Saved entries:
▬▬▬
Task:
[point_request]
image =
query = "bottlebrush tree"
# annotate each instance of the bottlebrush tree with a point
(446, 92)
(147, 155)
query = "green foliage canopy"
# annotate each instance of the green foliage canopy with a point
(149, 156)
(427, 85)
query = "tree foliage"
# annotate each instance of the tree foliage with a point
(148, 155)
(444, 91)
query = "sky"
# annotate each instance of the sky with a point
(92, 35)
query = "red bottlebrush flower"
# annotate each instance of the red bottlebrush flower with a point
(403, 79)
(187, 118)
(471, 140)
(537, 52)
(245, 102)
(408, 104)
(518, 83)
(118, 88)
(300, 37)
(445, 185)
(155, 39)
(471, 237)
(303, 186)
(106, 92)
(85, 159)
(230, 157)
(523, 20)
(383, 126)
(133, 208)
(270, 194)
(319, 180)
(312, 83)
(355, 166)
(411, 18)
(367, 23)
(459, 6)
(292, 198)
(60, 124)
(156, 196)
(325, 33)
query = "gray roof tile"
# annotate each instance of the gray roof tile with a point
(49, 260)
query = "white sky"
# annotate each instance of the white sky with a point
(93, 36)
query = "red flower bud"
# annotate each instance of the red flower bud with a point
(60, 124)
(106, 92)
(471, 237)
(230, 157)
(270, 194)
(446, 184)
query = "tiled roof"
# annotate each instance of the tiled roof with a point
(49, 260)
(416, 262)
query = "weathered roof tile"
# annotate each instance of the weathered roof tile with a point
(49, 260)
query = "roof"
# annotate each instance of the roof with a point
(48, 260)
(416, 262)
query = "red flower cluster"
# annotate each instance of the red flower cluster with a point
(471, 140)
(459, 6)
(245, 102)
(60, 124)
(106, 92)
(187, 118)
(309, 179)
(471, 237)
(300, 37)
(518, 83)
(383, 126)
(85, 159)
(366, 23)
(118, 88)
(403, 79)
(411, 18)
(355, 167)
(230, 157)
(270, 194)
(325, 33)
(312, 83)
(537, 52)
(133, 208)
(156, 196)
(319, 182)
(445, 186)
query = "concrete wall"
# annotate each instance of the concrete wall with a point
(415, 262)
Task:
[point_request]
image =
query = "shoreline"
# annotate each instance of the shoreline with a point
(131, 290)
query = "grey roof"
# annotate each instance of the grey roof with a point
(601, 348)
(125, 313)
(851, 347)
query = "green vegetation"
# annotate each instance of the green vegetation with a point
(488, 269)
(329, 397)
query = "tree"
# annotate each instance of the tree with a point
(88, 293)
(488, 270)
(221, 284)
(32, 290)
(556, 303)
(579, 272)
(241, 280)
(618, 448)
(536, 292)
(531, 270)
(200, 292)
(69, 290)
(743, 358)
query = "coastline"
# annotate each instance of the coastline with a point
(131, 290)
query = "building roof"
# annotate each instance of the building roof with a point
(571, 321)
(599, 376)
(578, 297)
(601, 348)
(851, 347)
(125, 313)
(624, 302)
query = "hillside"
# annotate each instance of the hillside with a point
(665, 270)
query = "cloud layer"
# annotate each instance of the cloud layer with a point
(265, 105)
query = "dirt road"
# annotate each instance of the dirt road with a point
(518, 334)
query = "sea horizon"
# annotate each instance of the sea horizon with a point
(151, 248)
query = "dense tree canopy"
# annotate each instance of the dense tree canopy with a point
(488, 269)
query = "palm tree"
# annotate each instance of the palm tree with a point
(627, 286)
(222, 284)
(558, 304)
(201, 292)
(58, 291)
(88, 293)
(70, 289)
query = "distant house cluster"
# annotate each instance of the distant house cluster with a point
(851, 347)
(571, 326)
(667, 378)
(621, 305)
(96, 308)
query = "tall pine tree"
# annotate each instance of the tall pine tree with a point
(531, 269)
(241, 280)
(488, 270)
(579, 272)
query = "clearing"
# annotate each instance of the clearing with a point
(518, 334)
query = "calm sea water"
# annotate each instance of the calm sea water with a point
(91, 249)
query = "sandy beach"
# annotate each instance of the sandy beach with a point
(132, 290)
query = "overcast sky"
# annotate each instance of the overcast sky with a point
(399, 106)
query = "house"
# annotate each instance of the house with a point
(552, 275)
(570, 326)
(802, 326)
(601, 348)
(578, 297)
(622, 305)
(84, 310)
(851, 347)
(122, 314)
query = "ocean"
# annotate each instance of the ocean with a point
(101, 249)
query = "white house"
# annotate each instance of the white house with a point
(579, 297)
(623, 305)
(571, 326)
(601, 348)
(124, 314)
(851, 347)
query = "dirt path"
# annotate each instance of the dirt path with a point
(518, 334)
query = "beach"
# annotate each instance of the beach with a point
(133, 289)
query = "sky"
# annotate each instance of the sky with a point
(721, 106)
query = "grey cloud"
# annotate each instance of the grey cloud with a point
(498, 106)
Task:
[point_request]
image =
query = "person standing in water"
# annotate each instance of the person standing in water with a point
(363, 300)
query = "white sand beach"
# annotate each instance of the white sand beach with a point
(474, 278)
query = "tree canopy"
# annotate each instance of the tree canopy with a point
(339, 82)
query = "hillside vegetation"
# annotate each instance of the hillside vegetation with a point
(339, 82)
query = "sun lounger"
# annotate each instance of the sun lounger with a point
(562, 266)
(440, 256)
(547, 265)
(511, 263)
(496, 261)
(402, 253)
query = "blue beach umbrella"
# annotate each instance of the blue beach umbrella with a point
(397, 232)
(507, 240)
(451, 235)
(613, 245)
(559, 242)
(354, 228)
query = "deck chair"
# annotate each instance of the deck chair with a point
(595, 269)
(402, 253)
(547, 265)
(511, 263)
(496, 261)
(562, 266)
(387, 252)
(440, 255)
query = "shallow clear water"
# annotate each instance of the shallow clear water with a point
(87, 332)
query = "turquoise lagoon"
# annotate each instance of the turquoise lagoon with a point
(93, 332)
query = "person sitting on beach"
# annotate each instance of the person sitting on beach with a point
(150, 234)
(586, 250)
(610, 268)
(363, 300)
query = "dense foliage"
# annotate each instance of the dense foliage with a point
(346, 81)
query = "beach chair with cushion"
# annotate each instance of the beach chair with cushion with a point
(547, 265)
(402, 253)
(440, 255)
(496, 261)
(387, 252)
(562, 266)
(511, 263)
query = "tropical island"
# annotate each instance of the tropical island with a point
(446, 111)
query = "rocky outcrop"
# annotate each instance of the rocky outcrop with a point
▬▬▬
Output all entries again exactly; no line may be altered.

Task:
[point_request]
image =
query = "bottlebrush tree"
# annotate each instance of the bottlebrush tree with a point
(446, 92)
(147, 155)
query = "green foliage canopy"
# annotate each instance of the green foliage canopy with a point
(149, 156)
(427, 85)
query = "tree foliage"
# annotate each instance of the tree foliage with a point
(148, 155)
(444, 91)
query = "sky"
# annotate each instance of the sky with a point
(92, 35)
query = "red bottlebrush flower"
# annotate each instance of the red bottlebrush flower with a point
(403, 79)
(187, 118)
(471, 140)
(537, 52)
(245, 102)
(408, 104)
(518, 83)
(118, 88)
(300, 37)
(445, 185)
(155, 39)
(471, 237)
(303, 186)
(106, 92)
(85, 159)
(230, 157)
(523, 20)
(383, 126)
(133, 208)
(270, 194)
(319, 180)
(312, 83)
(355, 166)
(411, 18)
(367, 23)
(459, 6)
(292, 198)
(60, 124)
(156, 196)
(325, 33)
query = "gray roof tile"
# annotate each instance of the gray roof tile with a point
(49, 260)
query = "white sky"
# annotate each instance of the white sky with a point
(93, 36)
query = "red flower bud"
# annotate each instance of the red flower bud with a point
(60, 124)
(106, 92)
(471, 237)
(230, 157)
(270, 194)
(446, 184)
query = "tiled roof"
# annotate each instance of the tiled roof with a point
(49, 260)
(416, 262)
query = "weathered roof tile"
# annotate each instance of the weathered roof tile with a point
(49, 260)
query = "roof"
# annotate each instance of the roof with a point
(48, 260)
(416, 262)
query = "red flower cluster"
# annotate each instance of the red flower cluster with a point
(471, 140)
(459, 6)
(245, 102)
(60, 124)
(106, 92)
(187, 118)
(309, 179)
(471, 237)
(300, 37)
(518, 83)
(383, 126)
(85, 159)
(366, 23)
(118, 88)
(403, 79)
(411, 18)
(355, 167)
(230, 157)
(270, 194)
(325, 33)
(312, 83)
(537, 52)
(133, 208)
(156, 196)
(319, 182)
(445, 186)
query = "concrete wall"
# annotate each instance of the concrete wall with a point
(415, 262)
Task:
[point_request]
image =
query = "shoreline"
# annotate each instance of the shoreline with a point
(131, 290)
query = "grey roof"
# annotate each instance of the grey roof with a point
(601, 348)
(125, 313)
(851, 347)
query = "green vegetation"
# annotate each instance of the green vegetation with a point
(488, 269)
(329, 397)
query = "tree"
# annotate each instance of the tree with a point
(88, 293)
(488, 270)
(221, 284)
(32, 290)
(556, 303)
(579, 272)
(241, 280)
(618, 448)
(536, 292)
(531, 270)
(200, 292)
(69, 290)
(743, 358)
query = "coastline"
# annotate each instance of the coastline with a point
(131, 290)
query = "building roof"
# annotate each instance of the building roof with a point
(571, 321)
(599, 376)
(578, 297)
(601, 348)
(851, 347)
(125, 313)
(624, 302)
query = "hillside"
# annotate each instance of the hillside with a point
(665, 270)
query = "cloud layer"
# annotate each instance of the cloud layer with a point
(265, 105)
query = "dirt road"
# annotate each instance of the dirt road with a point
(518, 334)
query = "sea horizon"
# annotate each instance of the sea horizon with a point
(151, 248)
query = "dense tree canopy"
# annotate each instance of the dense tree canopy with a point
(488, 269)
query = "palm tree"
# annotate each instance of the palm tree with a point
(627, 286)
(222, 284)
(558, 304)
(201, 292)
(58, 291)
(88, 293)
(70, 289)
query = "distant house cluster"
# annotate each instance of the distant house cluster with a point
(851, 347)
(571, 326)
(667, 378)
(621, 305)
(96, 308)
query = "tall pine tree"
# annotate each instance of the tall pine tree with a point
(531, 269)
(241, 280)
(488, 270)
(579, 272)
query = "clearing"
# annotate each instance of the clearing with a point
(518, 334)
query = "calm sea water"
# annotate each instance of the calm sea water with a point
(91, 249)
query = "sandy beach"
# annotate each instance of the sandy beach with a point
(132, 290)
query = "overcast sky"
# annotate each instance of the overcast sky with a point
(399, 106)
query = "house"
# annotate each instance of the house with a point
(552, 275)
(570, 326)
(802, 326)
(601, 348)
(578, 297)
(622, 305)
(84, 310)
(851, 347)
(122, 314)
query = "ocean"
# annotate each instance of the ocean with a point
(101, 249)
query = "white house"
# annotate each instance of the white house with a point
(579, 297)
(623, 305)
(571, 326)
(601, 348)
(124, 314)
(851, 347)
query = "dirt path"
# annotate each instance of the dirt path with a point
(518, 334)
query = "beach"
# annotate each instance of the beach with a point
(133, 289)
query = "sky"
# annotate each instance of the sky with a point
(721, 106)
query = "grey cloud"
# annotate each instance of the grey cloud with a point
(498, 106)
Task:
[point_request]
image =
query = "person standing in water"
# annotate each instance of the person standing in water with a point
(363, 300)
query = "white sand beach"
# annotate each instance of the white sand beach with a point
(474, 278)
query = "tree canopy"
# annotate each instance of the tree canopy with a point
(339, 82)
query = "hillside vegetation"
# annotate each instance of the hillside vegetation with a point
(339, 82)
query = "sun lounger"
# annotate each instance of the sun lounger with a point
(562, 266)
(440, 256)
(547, 265)
(511, 263)
(496, 261)
(402, 253)
query = "blue beach umbrella"
# annotate each instance of the blue beach umbrella with a point
(397, 232)
(507, 240)
(451, 235)
(613, 245)
(559, 242)
(354, 228)
query = "deck chair"
# annotate each instance of the deck chair with a point
(595, 269)
(402, 253)
(547, 265)
(511, 263)
(496, 261)
(562, 266)
(387, 252)
(440, 255)
query = "shallow clear water"
# annotate each instance of the shallow clear water with a point
(87, 332)
query = "turquoise lagoon"
# annotate each instance of the turquoise lagoon with a point
(93, 332)
query = "person sitting on beach"
# annotate each instance of the person sitting on beach with a point
(150, 234)
(586, 250)
(610, 268)
(363, 300)
query = "dense foliage"
# annotate each instance of the dense foliage with a point
(346, 81)
query = "beach chair with cushion"
# annotate each instance of the beach chair with cushion with a point
(547, 265)
(402, 253)
(440, 255)
(496, 261)
(387, 252)
(562, 266)
(511, 263)
query = "tropical island"
# annotate each instance of the tropical island with a point
(446, 111)
query = "rocky outcrop"
# annotate each instance of the rocky outcrop with a point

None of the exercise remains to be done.